- What is asked -
Write out the listing lines starting at the one that contains "target: <item>utility pole</item>" and ending at the one that contains "M 268 25 L 269", with no changes and nothing else.

- Data shown -
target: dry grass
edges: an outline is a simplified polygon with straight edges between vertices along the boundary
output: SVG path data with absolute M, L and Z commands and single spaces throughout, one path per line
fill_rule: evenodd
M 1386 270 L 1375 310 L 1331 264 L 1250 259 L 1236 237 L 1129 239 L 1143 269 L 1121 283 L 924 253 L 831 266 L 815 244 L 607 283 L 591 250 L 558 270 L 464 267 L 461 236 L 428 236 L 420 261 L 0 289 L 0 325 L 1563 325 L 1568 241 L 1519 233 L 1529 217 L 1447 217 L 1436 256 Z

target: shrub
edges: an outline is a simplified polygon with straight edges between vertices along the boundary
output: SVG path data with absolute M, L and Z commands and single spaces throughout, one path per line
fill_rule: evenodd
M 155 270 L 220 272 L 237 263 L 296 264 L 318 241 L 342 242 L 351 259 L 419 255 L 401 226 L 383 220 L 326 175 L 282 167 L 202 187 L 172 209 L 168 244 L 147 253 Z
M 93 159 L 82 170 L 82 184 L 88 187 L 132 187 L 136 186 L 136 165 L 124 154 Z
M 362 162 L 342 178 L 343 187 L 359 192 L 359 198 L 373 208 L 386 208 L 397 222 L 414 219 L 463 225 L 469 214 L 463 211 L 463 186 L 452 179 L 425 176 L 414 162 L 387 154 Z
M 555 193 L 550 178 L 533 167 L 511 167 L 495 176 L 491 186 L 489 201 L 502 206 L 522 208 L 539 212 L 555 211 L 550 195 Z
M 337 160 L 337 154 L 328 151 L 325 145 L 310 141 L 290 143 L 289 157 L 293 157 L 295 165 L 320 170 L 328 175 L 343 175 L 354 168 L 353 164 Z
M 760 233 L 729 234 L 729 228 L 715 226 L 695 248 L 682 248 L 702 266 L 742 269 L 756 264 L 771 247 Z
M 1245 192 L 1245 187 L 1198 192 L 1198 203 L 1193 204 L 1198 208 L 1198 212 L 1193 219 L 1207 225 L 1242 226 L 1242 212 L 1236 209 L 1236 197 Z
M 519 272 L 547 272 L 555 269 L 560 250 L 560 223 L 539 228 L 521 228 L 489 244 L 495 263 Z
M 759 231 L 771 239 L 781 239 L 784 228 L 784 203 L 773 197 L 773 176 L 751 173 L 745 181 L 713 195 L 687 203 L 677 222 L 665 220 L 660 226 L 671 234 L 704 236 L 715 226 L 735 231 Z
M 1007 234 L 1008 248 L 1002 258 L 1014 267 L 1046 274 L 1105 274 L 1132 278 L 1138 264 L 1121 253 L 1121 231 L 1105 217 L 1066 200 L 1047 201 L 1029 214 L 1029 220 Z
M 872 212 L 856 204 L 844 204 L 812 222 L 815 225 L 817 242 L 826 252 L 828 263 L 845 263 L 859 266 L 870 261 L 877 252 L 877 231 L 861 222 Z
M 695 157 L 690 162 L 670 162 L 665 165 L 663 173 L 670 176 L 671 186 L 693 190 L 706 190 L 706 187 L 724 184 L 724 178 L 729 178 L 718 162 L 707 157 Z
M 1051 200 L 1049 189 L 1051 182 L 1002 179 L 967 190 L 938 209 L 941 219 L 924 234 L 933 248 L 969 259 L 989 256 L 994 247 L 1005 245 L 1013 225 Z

...

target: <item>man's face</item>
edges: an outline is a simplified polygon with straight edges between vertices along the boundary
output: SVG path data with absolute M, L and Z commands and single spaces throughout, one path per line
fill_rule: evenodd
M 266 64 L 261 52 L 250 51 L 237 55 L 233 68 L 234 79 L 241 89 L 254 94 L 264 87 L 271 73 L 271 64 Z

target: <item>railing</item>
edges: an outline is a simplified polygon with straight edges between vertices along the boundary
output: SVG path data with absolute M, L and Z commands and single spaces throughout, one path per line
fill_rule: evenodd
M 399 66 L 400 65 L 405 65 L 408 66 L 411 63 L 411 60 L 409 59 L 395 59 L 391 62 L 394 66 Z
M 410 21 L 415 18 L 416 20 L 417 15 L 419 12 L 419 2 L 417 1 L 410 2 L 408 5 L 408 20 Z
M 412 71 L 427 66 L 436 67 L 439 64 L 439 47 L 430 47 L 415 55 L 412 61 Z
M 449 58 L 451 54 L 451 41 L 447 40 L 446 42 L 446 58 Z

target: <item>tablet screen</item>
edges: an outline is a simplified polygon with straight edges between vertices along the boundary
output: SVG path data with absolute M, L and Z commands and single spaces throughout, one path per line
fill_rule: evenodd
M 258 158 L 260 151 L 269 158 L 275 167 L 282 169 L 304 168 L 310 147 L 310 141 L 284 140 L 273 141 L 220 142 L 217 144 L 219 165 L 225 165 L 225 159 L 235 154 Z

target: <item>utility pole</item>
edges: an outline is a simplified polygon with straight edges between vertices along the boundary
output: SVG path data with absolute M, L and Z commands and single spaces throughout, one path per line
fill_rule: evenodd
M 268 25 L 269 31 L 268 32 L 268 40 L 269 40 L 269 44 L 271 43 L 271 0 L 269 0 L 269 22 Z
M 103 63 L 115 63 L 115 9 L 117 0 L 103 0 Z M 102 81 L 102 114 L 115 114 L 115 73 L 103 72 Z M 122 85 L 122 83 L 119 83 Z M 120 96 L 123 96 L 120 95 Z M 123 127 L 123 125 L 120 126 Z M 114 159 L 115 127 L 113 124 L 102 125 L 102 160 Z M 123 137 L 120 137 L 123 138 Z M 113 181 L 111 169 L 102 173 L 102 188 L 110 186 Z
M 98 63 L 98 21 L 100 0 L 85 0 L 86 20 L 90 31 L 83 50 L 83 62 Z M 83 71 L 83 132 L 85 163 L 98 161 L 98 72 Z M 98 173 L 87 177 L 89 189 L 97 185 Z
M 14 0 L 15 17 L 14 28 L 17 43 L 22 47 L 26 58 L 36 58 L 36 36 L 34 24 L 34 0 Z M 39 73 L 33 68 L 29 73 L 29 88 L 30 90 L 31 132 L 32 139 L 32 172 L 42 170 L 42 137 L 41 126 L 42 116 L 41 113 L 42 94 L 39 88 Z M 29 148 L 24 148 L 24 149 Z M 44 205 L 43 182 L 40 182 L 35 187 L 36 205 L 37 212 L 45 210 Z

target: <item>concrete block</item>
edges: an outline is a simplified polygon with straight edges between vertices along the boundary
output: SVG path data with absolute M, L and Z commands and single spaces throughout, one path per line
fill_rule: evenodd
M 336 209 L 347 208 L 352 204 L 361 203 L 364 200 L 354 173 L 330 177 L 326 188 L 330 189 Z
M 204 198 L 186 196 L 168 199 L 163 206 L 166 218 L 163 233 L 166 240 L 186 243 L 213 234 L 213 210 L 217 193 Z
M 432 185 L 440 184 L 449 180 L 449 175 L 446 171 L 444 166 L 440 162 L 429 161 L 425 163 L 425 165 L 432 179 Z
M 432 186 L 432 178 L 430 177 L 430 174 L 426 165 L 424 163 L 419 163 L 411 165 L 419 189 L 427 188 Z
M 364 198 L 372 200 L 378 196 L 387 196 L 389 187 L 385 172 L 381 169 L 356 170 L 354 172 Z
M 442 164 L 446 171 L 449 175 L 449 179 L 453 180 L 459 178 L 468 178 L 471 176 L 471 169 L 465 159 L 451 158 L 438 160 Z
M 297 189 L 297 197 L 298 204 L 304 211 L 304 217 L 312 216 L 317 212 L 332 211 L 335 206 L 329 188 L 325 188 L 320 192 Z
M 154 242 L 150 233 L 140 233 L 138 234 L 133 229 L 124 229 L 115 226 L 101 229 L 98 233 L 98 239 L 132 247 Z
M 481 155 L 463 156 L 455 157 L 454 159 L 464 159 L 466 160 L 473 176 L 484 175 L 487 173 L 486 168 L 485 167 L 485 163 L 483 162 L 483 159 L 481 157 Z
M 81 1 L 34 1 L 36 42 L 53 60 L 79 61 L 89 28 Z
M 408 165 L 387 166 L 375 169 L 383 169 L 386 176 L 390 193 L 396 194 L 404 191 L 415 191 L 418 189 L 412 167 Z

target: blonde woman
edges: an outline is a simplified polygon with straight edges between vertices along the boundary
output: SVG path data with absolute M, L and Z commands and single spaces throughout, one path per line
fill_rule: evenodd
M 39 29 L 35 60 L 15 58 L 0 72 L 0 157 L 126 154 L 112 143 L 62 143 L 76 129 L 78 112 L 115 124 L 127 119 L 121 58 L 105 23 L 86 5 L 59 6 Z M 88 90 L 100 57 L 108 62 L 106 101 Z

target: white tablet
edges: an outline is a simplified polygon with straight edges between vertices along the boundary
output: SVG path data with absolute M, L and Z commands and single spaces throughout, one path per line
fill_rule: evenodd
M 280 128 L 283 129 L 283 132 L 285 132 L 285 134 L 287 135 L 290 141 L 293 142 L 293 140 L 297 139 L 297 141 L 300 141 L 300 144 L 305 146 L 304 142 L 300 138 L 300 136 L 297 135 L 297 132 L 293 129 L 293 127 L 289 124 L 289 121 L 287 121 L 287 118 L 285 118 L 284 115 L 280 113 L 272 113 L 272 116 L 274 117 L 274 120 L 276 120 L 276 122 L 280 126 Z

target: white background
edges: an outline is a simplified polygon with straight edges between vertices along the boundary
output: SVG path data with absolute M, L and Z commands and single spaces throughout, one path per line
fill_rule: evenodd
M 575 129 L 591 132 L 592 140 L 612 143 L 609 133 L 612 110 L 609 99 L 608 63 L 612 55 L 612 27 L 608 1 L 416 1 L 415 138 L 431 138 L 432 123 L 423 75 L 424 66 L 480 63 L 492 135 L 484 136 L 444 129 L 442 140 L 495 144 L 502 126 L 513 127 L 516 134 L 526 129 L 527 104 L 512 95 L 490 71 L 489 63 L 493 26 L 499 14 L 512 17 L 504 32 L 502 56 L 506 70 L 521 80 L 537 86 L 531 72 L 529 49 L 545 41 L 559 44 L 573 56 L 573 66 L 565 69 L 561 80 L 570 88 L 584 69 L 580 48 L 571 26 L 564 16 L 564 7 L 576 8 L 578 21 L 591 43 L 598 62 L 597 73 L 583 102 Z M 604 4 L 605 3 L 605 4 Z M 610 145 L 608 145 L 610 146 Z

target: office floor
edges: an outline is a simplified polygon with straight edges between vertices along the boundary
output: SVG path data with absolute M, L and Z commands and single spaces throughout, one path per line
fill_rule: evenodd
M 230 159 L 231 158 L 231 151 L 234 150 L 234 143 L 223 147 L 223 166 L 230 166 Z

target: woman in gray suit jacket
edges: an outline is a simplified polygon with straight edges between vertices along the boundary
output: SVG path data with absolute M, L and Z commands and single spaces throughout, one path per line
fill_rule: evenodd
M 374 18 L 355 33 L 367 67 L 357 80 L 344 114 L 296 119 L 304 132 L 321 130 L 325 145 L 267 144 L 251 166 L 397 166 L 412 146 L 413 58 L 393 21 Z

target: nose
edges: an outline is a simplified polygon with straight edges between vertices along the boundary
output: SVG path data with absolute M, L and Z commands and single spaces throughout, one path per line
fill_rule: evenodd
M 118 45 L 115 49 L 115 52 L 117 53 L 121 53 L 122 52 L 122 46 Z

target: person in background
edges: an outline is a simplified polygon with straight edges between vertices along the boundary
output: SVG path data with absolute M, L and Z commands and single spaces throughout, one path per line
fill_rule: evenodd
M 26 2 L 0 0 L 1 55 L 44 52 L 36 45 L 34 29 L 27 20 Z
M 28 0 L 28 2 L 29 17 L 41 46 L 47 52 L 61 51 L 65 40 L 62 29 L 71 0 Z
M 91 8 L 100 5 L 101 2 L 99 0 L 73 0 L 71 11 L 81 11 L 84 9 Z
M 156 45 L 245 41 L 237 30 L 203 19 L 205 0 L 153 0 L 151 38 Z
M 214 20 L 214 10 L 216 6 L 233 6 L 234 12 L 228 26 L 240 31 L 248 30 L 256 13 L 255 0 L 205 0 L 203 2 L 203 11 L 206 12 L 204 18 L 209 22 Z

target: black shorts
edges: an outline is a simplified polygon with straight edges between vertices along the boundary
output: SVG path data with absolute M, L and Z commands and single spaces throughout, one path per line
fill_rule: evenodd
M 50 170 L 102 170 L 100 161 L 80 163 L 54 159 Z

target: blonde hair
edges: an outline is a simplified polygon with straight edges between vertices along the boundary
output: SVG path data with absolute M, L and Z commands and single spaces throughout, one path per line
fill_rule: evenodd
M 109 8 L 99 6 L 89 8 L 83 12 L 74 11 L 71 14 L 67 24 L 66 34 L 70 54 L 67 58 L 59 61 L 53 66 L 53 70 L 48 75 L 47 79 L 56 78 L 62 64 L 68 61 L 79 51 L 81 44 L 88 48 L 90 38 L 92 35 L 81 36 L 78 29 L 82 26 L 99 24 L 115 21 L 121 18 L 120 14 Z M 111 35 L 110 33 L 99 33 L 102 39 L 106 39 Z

- The solution -
target: <item>utility pole</item>
edges: an outline is a simplified polygon with straight edges between vertices along the boundary
output: SVG path data with absolute M, L and Z commands and single spaces throughout, one path per line
fill_rule: evenodd
M 268 25 L 269 31 L 268 32 L 268 40 L 269 40 L 269 44 L 271 43 L 271 0 L 269 0 L 269 22 Z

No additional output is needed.